Provided data:

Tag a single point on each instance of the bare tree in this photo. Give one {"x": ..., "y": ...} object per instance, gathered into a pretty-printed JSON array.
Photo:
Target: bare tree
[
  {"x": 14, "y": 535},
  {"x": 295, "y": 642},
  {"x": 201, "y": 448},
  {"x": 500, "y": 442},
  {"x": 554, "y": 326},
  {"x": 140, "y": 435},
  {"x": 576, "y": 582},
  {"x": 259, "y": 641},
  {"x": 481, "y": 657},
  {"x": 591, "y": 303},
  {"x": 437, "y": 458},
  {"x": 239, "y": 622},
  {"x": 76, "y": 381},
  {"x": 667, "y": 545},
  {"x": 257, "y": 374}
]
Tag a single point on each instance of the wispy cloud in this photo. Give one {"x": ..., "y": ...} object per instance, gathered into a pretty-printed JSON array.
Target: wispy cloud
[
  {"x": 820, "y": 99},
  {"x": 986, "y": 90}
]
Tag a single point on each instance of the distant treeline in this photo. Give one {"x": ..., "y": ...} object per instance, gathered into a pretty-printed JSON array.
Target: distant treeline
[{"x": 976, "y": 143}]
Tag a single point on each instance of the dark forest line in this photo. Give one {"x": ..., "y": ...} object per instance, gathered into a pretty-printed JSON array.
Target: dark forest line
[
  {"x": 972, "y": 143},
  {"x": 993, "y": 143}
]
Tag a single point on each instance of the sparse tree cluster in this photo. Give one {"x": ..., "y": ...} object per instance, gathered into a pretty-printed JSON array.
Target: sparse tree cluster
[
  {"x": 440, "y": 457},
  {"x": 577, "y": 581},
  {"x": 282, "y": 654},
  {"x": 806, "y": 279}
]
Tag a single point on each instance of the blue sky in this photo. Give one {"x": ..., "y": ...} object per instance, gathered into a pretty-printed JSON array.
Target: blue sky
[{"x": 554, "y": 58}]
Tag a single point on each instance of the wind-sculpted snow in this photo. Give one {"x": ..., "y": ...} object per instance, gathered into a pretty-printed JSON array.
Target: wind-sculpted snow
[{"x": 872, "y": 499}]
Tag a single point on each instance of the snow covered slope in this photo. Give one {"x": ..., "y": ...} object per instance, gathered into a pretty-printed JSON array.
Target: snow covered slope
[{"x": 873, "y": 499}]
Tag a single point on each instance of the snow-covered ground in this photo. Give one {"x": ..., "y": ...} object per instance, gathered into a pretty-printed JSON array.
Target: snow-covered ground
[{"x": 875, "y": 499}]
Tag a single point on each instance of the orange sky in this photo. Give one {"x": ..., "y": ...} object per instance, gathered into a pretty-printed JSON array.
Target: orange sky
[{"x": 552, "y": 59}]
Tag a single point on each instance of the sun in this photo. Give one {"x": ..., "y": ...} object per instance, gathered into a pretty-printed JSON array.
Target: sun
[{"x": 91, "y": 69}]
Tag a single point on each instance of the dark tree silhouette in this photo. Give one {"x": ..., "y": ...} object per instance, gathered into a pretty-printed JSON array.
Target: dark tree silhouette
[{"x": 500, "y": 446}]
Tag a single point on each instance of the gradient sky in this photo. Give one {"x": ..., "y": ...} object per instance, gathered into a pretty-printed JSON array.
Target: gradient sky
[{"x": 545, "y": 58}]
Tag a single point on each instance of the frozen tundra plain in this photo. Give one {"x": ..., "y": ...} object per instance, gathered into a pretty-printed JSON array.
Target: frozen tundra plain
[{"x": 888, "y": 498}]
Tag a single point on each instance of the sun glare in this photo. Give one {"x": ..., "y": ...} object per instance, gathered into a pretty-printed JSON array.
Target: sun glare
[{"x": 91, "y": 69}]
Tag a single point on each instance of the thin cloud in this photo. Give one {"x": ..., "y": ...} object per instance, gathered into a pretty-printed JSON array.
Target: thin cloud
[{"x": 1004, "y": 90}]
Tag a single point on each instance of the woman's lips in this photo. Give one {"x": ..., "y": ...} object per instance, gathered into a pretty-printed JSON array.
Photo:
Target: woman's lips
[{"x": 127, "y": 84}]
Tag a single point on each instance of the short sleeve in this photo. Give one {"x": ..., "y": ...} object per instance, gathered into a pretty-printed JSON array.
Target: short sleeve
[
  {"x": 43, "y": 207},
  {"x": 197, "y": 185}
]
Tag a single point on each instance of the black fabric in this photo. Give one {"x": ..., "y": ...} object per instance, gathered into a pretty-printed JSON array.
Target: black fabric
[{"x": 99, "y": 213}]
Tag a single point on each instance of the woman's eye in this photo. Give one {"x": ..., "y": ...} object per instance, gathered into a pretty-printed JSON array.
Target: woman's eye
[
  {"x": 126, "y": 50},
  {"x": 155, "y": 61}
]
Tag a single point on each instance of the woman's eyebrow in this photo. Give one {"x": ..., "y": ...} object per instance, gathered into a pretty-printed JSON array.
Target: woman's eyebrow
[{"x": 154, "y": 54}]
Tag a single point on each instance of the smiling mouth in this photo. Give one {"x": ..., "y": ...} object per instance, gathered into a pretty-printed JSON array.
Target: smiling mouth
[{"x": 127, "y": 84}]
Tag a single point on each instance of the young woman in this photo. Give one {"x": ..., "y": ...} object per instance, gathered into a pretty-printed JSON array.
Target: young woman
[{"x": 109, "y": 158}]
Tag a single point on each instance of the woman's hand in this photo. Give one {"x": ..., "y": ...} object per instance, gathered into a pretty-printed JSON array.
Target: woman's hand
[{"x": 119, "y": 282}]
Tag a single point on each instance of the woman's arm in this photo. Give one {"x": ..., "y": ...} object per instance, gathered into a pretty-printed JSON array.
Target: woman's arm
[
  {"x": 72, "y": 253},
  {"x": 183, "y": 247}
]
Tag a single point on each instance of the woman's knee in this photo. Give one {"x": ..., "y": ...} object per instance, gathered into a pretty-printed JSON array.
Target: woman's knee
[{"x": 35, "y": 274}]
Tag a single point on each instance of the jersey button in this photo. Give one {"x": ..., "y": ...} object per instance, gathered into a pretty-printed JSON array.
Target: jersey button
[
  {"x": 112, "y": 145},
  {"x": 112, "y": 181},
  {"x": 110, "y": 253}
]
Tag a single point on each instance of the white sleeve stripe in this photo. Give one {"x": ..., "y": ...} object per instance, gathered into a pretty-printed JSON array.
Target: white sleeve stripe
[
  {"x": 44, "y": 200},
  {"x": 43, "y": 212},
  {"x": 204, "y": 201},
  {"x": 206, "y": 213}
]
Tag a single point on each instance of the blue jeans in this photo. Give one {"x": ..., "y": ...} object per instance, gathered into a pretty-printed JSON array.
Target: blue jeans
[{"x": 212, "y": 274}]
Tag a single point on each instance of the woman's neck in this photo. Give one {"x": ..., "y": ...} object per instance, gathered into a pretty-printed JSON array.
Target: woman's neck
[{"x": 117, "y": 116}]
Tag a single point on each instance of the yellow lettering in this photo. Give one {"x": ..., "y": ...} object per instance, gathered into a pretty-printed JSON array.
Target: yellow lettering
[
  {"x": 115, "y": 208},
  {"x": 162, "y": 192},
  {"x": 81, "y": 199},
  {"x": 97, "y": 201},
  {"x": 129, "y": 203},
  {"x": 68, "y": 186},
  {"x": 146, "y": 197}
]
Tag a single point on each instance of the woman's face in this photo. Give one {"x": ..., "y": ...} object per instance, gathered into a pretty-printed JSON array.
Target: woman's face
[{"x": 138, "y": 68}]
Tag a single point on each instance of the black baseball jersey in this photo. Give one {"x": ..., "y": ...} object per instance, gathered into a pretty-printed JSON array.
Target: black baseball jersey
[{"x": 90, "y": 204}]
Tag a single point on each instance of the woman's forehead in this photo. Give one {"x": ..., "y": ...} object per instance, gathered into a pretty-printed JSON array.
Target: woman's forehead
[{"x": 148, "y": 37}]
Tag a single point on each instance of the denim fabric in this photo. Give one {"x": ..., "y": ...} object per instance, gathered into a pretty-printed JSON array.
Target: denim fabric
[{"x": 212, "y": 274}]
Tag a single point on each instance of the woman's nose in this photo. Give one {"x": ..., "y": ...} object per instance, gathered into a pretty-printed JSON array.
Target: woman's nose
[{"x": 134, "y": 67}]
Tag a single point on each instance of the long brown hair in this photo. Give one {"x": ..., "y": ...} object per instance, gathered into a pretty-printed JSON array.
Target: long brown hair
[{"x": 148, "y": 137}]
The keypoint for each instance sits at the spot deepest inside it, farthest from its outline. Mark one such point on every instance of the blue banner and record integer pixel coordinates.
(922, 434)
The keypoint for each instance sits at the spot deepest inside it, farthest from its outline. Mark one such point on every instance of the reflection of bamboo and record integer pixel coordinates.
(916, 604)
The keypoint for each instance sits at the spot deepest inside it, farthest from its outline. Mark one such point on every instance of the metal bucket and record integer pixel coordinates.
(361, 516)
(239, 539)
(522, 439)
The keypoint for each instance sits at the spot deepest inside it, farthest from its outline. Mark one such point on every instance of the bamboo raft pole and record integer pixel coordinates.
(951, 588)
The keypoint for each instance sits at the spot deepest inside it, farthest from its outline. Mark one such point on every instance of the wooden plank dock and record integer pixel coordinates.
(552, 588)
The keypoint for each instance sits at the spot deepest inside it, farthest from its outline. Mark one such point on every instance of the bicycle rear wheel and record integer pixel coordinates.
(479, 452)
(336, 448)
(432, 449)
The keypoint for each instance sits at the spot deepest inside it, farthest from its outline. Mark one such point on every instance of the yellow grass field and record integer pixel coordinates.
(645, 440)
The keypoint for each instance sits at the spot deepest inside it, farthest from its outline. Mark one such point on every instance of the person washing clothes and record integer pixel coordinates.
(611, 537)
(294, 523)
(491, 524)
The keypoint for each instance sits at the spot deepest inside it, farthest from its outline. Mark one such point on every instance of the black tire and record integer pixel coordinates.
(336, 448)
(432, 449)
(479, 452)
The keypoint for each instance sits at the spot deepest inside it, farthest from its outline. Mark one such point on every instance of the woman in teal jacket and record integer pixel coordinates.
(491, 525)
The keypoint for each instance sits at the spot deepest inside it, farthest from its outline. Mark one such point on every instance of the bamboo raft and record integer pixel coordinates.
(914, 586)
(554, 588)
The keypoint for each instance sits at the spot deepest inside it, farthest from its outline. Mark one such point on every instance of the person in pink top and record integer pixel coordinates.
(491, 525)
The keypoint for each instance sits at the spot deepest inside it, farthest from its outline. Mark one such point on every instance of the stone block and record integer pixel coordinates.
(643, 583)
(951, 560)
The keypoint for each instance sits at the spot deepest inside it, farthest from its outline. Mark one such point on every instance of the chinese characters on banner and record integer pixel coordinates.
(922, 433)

What the task asks:
Write out again every line from the one containing "tire and record integer pixel coordinates." through the last line above, inclusive, and increase each coordinate value in them by 95.

The response:
The keypoint for each instance sits at the spot deepest inside it, farthest from its outline. Mark one such point on every instance of the black tire and record integer pixel coordinates.
(431, 543)
(527, 544)
(574, 547)
The keypoint for each instance sits at the spot deepest inside it, farthest from its outline. Mark one such point on every instance of the woman in teal jacket and record integer pixel coordinates.
(586, 620)
The keypoint for each instance sits at the spot deepest inside it, farthest from its outline. Mark one such point on every instance of the bamboo raft and record integer pixel coordinates.
(1009, 681)
(649, 683)
The keypoint for each instance sits at the spot deepest inside it, farthest from its outline. Mark one such point on every instance of the person in pink top and record integer pixel coordinates.
(586, 620)
The keypoint for each instance sits at the spot deepest inside it, farthest from its outline. Mark one such point on every instance of the stone block and record integer pixel coordinates.
(738, 678)
(1046, 655)
The keypoint for each instance sits at the spot deepest inside it, farthest from its outline. Mark one such point on every instance of the chinese characters on banner and record integer pixel coordinates.
(1017, 528)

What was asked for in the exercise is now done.